* WHAT TO PRODUCE
Rewrite all the entries below as a numbered list, one line per item, with blank lines dropped. Leave the pictures out of your answer.

BEGIN GIVEN INFORMATION

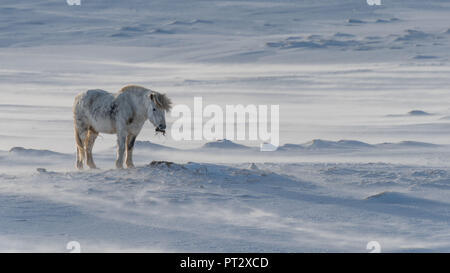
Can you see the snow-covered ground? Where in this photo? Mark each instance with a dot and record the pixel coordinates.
(364, 126)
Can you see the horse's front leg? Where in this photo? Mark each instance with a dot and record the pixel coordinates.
(121, 141)
(130, 145)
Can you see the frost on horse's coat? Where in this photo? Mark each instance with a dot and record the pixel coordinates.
(123, 113)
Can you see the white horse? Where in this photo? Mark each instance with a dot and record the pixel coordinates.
(123, 113)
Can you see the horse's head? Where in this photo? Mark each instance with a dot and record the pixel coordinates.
(159, 104)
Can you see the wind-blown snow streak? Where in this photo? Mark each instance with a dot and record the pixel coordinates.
(356, 84)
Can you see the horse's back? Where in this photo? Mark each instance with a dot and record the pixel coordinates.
(94, 107)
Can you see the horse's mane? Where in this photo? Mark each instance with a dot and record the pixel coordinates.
(161, 100)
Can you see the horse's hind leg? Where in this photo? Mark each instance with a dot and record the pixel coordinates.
(90, 140)
(130, 145)
(80, 137)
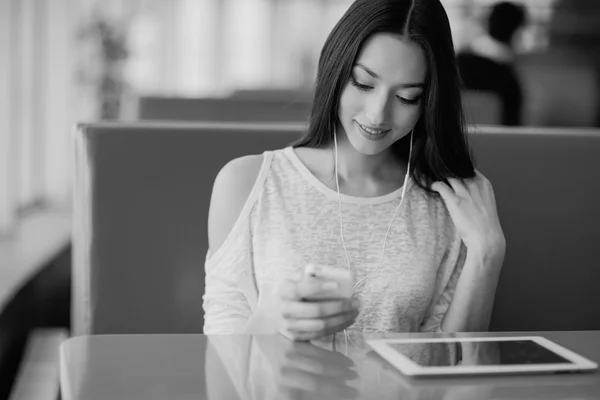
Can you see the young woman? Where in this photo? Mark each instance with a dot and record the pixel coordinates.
(382, 184)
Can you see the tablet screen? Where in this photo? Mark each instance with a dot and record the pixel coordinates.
(501, 352)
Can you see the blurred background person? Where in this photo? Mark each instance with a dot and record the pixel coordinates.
(487, 63)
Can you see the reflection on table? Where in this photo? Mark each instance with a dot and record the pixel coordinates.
(273, 367)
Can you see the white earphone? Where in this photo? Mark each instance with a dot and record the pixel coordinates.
(404, 186)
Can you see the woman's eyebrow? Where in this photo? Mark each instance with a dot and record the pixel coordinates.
(374, 75)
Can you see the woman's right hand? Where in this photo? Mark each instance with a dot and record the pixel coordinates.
(306, 317)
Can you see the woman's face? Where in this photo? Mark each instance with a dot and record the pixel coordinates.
(382, 101)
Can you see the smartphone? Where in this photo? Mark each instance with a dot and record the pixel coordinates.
(343, 278)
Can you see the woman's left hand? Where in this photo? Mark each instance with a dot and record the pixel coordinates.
(472, 207)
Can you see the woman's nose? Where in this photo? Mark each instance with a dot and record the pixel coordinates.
(377, 109)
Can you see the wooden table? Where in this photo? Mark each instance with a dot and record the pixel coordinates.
(271, 367)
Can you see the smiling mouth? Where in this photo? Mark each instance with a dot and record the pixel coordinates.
(372, 131)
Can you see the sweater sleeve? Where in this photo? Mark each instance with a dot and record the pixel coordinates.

END GIVEN INFORMATION

* EXERCISE RESPONSE
1. Can you see the snow-covered ground? Where in this photo? Mark each instance with a dot and record the pixel coordinates.
2. (364, 126)
3. Can you see the horse's front leg? Where in this photo? Mark each instance with a dot and record the pixel coordinates.
4. (121, 141)
5. (130, 145)
6. Can you see the frost on horse's coat? Where in this photo? Mark each instance with a dot and record the pixel coordinates.
7. (123, 113)
8. Can you see the white horse? Where in this photo? Mark each instance with a dot and record the pixel coordinates.
9. (123, 113)
10. Can you see the horse's head? Where in this photo? Mark each instance with a dot and record the pixel coordinates.
11. (159, 104)
12. Can you see the wind-blown snow streak? Where in this photo? Mark each instance with a dot and record the pixel coordinates.
13. (356, 84)
14. Can you see the horse's back? Where in this photo? Mark each instance with a dot and record the pixel coordinates.
15. (94, 107)
16. Can you see the horse's mane? Where in this photo? Mark each instance with a dot and record the pixel coordinates.
17. (161, 100)
18. Can you see the horse's hind leg? Where in this photo? Mark each instance with a dot and record the pixel coordinates.
19. (90, 140)
20. (130, 145)
21. (80, 137)
22. Can you see the young woman? Where in this photo? Mark each instance with a dot and record the pixel coordinates.
23. (382, 184)
24. Can you see the tablet screen? Where in this photo? Mark each instance with a dot and record the pixel coordinates.
25. (501, 352)
26. Can you see the blurred background person? Where in this photo? Mark each instance with a dot and record the pixel coordinates.
27. (487, 63)
28. Can you see the reflection on table? Where in this photo? Mark each instance with a dot and record the pixel coordinates.
29. (273, 367)
30. Can you see the white earphone? Where in this photo? Mark each instance with a dot and record the pixel coordinates.
31. (404, 186)
32. Can you see the woman's eyebrow? Where in this photo? Mark each instance with a dot and record the pixel coordinates.
33. (374, 75)
34. Can you see the woman's right hand? Where in this photo? Mark each instance with a dot and record the pixel coordinates.
35. (306, 317)
36. Can you see the woman's face? Where in this photo? Mark each instance with a dot and record the pixel coordinates.
37. (382, 101)
38. Can you see the smartphone? Where in this photo? Mark each instance with a dot and record the pixel coordinates.
39. (343, 278)
40. Can you see the woman's left hand? Where in this photo? Mark each instance with a dot and record the pixel coordinates.
41. (472, 207)
42. Can you see the woman's nose? Where in this photo? Mark each instance with a dot and record the pixel coordinates.
43. (377, 109)
44. Can you see the wooden table? Where in this photo? Mark each instance with a dot and record the pixel coordinates.
45. (271, 367)
46. Can you see the smiling mouth? Where in this photo? Mark each instance with a dot and record the pixel coordinates.
47. (372, 131)
48. Can you see the sweater sleeve? Where in this photo? Mark each instance with a dot and record the pixel coordinates.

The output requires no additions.